## Problem
Beginning with the line that mentions "ceiling fan blade?", reproduce every line through the last line of the entries, exactly, and only those.

[Stored data entries]
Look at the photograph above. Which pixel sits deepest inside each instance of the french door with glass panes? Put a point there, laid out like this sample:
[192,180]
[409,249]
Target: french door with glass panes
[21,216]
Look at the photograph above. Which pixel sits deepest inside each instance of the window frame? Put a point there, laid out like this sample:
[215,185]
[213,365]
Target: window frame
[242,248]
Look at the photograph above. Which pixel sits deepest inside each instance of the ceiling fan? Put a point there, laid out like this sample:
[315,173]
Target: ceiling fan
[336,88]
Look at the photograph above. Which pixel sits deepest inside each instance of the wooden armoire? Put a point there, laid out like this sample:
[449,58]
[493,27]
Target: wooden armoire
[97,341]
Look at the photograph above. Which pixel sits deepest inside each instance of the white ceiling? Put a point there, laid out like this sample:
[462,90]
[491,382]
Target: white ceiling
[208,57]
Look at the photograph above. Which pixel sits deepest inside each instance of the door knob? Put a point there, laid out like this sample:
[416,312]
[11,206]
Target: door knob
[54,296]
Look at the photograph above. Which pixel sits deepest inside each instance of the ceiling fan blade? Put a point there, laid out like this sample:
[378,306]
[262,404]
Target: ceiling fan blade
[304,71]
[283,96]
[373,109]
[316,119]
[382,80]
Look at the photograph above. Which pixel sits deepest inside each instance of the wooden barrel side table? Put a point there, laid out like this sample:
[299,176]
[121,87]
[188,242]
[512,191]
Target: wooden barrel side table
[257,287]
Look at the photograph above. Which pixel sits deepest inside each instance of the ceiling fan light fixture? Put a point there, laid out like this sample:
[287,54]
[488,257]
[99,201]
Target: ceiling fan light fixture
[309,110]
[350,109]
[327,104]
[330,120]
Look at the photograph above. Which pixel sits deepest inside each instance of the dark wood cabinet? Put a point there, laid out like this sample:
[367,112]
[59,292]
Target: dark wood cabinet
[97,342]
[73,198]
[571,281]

## Solution to this problem
Look at the photograph above. Which pixel sits deepest inside each instance of the ceiling fan blade? Put a point there, laid out like this sample:
[378,306]
[262,404]
Target: ceiling fan blade
[304,71]
[283,96]
[373,109]
[316,119]
[382,80]
Look at the photograph above. Which pixel sits deepest inside each instance of the wooden barrel side table? Put a point there, laid out like this sample:
[299,176]
[121,87]
[188,242]
[512,191]
Target: wooden barrel side table
[257,287]
Look at the photograph above. Which pixel sits deepest inside each instance of the ceiling fan light fixture? Put a point there, laid out like this sample:
[287,54]
[488,257]
[99,201]
Target: ceiling fan light fixture
[309,110]
[350,109]
[327,104]
[330,120]
Look at the photograph above. Which pixel sits deepest inside each instance of the dark wood cabinet? Put a point there, laid out like this sample:
[367,112]
[59,292]
Target: dark wood cabinet
[97,342]
[73,198]
[571,281]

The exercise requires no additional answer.